Task directions >>
Continue the text about the musician and producer Mike Coykendall from its final sentence.

Mike Coykendall is a musician, audio engineer, and record producer.

Born in Norwich, Kansas in 1963, Coykendall was a member of the Wichita-based Klyde Konnor, which performed and recorded frequently throughout the 1980s and early 1990s. He moved to San Francisco in 1991 and released three critically acclaimed albums with the Old Joe Clarks. After moving to Portland, Oregon in 1999, he set up a home studio, where he recorded albums for a myriad of bands, including She & Him, M. Ward, Beth Orton, Richmond Fontaine, Tin Hat Trio, Blitzen Trapper, and Bright Eyes.

As a solo artist, he has released the albums Hello Hello Hello (Stereotype, 2005), The Unbearable Being of Likeness (Field Hymns, 2010), Chasing Away the Dots (Fluff and Gravy, 2012), and Half Past, Present Pending (Fluff and Gravy, 2015).

Dataset >>
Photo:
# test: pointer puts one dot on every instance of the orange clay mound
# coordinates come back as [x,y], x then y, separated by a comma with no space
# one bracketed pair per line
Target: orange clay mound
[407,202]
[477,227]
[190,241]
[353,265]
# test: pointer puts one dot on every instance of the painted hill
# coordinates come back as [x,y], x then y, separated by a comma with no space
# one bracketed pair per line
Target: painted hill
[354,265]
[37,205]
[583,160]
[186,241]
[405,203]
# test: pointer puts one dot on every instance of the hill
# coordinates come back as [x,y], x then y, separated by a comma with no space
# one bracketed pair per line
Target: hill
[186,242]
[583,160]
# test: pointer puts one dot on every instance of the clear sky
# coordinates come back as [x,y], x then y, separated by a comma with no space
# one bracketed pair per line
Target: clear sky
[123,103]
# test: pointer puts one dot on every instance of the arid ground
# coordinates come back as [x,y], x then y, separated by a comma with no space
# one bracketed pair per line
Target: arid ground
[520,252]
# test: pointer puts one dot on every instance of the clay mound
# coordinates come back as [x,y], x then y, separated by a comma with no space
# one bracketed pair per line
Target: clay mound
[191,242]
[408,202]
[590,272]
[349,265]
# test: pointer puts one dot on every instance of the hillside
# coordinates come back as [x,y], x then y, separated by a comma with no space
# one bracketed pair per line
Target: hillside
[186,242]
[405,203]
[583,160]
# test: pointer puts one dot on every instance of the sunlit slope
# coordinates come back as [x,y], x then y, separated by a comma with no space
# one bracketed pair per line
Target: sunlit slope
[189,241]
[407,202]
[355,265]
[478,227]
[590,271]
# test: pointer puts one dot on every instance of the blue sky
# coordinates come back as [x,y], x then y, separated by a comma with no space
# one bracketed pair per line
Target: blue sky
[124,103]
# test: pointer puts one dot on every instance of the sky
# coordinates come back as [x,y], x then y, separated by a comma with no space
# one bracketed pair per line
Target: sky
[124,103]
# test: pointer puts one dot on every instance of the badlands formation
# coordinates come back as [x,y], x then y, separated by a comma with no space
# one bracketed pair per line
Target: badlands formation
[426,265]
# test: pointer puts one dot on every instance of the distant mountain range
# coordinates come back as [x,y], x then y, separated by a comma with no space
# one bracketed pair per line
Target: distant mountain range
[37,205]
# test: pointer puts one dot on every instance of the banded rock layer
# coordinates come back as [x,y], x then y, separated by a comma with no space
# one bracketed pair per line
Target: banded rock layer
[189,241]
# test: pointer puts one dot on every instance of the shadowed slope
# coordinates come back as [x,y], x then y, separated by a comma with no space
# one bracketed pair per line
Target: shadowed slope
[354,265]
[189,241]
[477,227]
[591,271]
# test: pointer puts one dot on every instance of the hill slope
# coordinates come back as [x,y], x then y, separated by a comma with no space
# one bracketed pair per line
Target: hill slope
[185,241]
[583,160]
...
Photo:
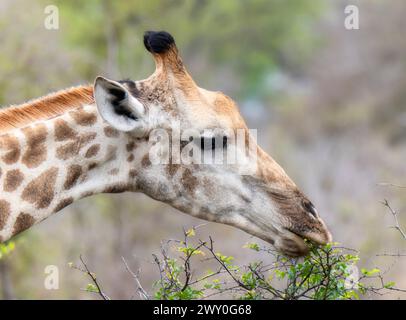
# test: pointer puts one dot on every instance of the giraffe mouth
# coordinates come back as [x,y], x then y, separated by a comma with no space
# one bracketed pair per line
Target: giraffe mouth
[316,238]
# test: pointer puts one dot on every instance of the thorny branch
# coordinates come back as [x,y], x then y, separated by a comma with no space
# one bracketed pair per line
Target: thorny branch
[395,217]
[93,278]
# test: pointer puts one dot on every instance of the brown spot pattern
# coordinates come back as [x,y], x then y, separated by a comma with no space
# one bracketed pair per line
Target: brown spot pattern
---
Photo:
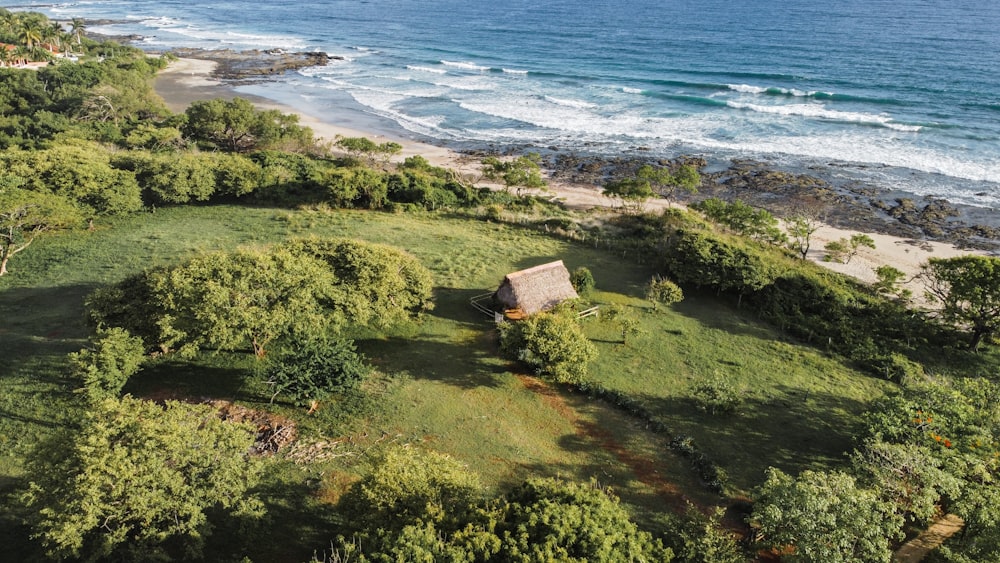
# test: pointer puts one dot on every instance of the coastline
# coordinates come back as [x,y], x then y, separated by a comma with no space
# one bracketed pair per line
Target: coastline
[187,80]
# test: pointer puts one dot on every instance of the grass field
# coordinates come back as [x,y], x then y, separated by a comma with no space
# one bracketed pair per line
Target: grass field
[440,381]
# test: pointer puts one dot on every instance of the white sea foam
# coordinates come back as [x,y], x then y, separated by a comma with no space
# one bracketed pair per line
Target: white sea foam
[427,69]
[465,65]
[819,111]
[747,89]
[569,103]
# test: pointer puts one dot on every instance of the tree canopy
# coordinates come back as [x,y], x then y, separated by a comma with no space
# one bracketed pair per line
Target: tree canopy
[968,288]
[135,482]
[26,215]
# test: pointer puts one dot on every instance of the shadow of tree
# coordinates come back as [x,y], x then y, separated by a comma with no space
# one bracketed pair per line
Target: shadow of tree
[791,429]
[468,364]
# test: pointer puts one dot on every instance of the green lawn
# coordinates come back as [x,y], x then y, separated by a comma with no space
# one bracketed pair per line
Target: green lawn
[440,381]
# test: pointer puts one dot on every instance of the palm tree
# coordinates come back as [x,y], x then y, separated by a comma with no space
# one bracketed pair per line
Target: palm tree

Written response >>
Discography
 Half Past, Present Pending (Fluff & Gravy, 2015)
 Chasing Away the Dots (Fluff & Gravy, 2012)  
 The Unbearable Being of Likeness (Field Hymns, 2010) 
 Hello Hello Hello (Stereotype, 2005)

As guest
 Four Winds, Bright Eyes (Saddle Creek, 2007)
 Volume One, She & Him  (Merge, 2008)
 Volume Two, She & Him  (Merge, 2010)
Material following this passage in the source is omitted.